--- Start DOCUMENT EXTRACT ---

I've never been a soldier, but I always wanted to be.

Not a real soldier, mind you. The men and women who keep our shores safe have a job I'd never want: Asked to kill in service of our country, but criticized at every turn for doing so.

No, what I wanted was to be John Rambo, John McClane and all the other action stars with J's in their first name. To fight in the jungle, tooth and nail, a M-16 machine gun strapped to my back and a machete at my side.

I imagine other people had this same dream, at age 6. And thus we have "Call of Duty Modern Warfare 2," a glimpse into the life of a soldier, as seen through the eyes of the Hollywood blockbuster.

The following dialog best sums up the plot: "We're almost out of fuel! You've got 30 seconds! Move!" "Look out!" "Target down, target down!"




Players are thrust into battle in several armed conflicts across the globe, from a Russian-led invasion of the United States to a militia uprising in Brazil.

--- End DOCUMENT EXTRACT ---

*ACTIONS TO TAKE*.
a) List each separately quoted line of dialog in the video game review.
b) Summarize the video game review in two sentences.
c) In the video game review, what two weapons does the writer picture carrying while fighting in the jungle?

--- Start DATASET EXTRACT ---

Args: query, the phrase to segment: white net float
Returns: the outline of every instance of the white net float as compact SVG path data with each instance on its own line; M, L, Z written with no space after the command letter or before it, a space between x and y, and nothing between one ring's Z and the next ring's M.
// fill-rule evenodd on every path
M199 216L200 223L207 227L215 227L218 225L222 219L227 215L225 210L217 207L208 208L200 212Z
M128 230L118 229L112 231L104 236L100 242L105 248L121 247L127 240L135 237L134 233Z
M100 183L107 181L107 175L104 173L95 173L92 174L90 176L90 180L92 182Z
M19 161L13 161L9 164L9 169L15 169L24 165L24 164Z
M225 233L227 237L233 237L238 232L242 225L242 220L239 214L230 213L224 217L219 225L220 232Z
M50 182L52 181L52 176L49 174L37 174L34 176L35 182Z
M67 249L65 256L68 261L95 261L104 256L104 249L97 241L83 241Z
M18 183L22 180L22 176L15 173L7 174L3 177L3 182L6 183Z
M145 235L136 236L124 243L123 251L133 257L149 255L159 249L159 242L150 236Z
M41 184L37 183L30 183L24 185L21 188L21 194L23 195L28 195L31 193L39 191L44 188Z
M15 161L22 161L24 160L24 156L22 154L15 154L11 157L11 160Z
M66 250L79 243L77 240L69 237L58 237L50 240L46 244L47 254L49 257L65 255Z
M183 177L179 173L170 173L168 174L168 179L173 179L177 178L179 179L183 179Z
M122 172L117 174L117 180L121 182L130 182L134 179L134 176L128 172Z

--- End DATASET EXTRACT ---

*EXERCISE SOLUTIONS*.
a)
- "We're almost out of fuel! You've got 30 seconds! Move!"
- "Look out!"
- "Target down, target down!"

b) The writer never wanted to be a real soldier but did want to be an action hero like John Rambo or John McClane, a dream they imagine other people had at age 6. "Call of Duty Modern Warfare 2" offers a look at a soldier's life as seen through Hollywood blockbusters, sending players into armed conflicts around the globe, from a Russian-led invasion of the United States to a militia uprising in Brazil.

c) An M-16 machine gun strapped to the back and a machete at the side.